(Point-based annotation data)
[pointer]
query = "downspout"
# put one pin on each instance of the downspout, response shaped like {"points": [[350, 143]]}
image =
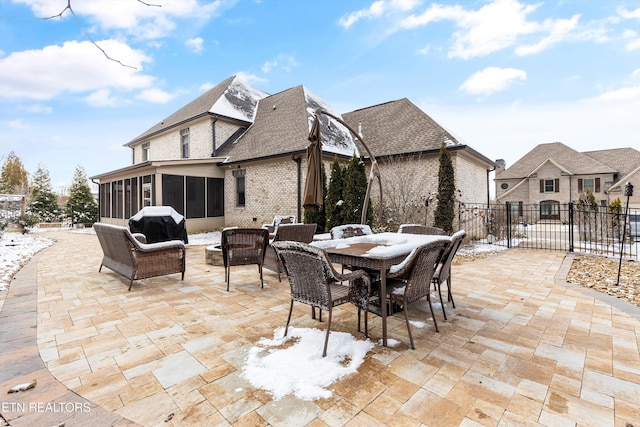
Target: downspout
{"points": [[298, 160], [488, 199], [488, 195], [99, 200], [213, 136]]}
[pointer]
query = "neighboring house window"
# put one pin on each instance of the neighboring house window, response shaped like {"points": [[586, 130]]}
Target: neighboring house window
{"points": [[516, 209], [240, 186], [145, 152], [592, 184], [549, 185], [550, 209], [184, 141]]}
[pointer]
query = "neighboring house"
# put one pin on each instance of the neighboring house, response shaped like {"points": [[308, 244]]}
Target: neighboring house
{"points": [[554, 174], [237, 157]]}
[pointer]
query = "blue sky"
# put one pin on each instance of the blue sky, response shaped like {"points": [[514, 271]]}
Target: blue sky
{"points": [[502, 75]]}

...

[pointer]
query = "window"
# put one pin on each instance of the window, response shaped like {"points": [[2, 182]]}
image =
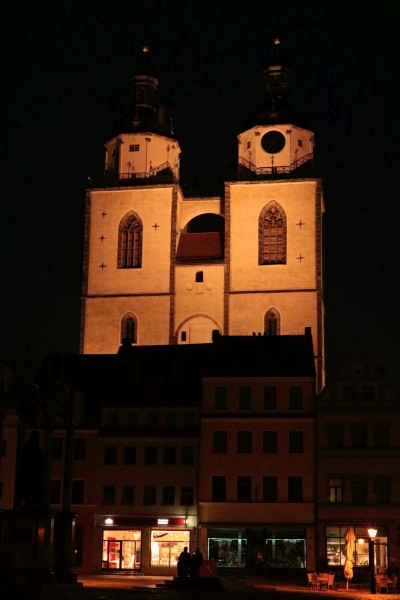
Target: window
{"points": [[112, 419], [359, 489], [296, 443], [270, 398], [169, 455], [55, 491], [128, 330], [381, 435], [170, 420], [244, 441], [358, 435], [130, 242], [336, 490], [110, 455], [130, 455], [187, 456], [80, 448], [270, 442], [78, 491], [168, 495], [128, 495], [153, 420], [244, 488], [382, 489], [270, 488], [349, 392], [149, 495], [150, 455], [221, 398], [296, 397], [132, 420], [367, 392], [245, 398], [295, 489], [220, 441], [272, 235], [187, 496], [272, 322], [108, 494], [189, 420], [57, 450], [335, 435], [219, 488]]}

**Required task:**
Show every line of the material above that contains the string "Target".

**The reply:**
Target: downspout
Target: neighboring house window
Target: neighboring house
Target: blue sky
Target: window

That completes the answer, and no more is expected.